» What the task asks
Render the entries below as a two-column CSV with the columns "request" and "points", one row per entry, covering every entry. Put each entry's text and its answer in their own quoted fields, turning any line breaks into spaces.

» Data entries
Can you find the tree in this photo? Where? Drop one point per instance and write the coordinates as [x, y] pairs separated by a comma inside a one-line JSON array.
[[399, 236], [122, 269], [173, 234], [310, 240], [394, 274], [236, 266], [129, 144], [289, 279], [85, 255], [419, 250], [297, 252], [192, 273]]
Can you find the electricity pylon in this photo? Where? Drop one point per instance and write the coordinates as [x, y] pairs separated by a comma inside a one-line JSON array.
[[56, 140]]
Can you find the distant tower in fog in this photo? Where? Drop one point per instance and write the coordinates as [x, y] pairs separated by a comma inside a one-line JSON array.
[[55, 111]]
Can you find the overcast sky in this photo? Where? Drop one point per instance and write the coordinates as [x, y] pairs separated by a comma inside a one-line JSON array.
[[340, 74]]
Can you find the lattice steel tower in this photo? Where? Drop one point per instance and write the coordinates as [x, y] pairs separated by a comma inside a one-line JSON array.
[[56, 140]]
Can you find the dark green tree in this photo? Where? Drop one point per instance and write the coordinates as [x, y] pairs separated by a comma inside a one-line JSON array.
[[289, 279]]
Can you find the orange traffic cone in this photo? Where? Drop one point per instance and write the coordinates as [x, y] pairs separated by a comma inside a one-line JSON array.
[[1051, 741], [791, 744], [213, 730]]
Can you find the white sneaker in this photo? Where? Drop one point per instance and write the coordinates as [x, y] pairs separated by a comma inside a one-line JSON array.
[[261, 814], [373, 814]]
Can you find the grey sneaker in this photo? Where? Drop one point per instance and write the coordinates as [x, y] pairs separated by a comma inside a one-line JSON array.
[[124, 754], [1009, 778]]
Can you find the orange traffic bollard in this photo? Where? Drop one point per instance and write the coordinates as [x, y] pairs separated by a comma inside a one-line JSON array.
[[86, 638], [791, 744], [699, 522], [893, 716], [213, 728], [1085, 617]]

» Solution to this problem
request,points
"Can you find the tree in this photo? Where? Drop one point per instance and write the coordinates as [x, y] pairs separated by a comma inside a one-line JSON array.","[[399, 236], [122, 269], [173, 234], [310, 240], [394, 274], [236, 266], [129, 144], [289, 279], [85, 255], [419, 250], [297, 252], [192, 273]]"
"Can you find the electricity pylon in this photo? Where? Drop one point per instance and write the coordinates as [x, y] pairs separated by a comma inside a one-line JSON array.","[[56, 140]]"
"Can you find the distant tower in fog in this photo? Where? Drop one point per instance and write the coordinates as [x, y] pairs separated by a comma inside a one-line JSON array.","[[55, 111]]"
"Can you find the overcast sky in this photo? Where? Drop one point per instance and write the coordinates as [x, y] pairs separated by a comma inside a one-line JSON array.","[[340, 74]]"
"Can you find the lattice steel tower in this photo? Where? Drop one point per instance and write the coordinates as [x, y] pairs separated by a comma inside a one-line JSON array.","[[56, 140]]"
"Can you find the dark green tree in this photo? Where? Drop one point per instance and write the coordinates as [x, y] pairs separated by a comma inside a one-line JSON array.","[[289, 279]]"
"Can you find the orange traffic cone in this photo? Where? Drop one point per instance and write the coordinates as [x, y] pairs separated by a comma inside a one-line JSON array.","[[1051, 741], [791, 744], [213, 730]]"
"Can you find the white sneaker in this photo? Where? Drop one point per instance and write the coordinates as [x, y] pairs separated by a comma inside a one-line JSON array.","[[261, 814], [373, 814]]"
"Can you find the grey sneaker in this photo? Where? Drop one point per instance and write the coordinates as [x, y] pairs separated by a comma inside a one-line JSON array.","[[124, 754], [1009, 778]]"
"Can you find the orange traffic bollard in this photo? Where? Drop one point per instance and write the coordinates as [x, y] pairs separated by a comma inside a one-line JSON array.","[[86, 638], [791, 744], [699, 522], [893, 716], [213, 728], [1085, 617]]"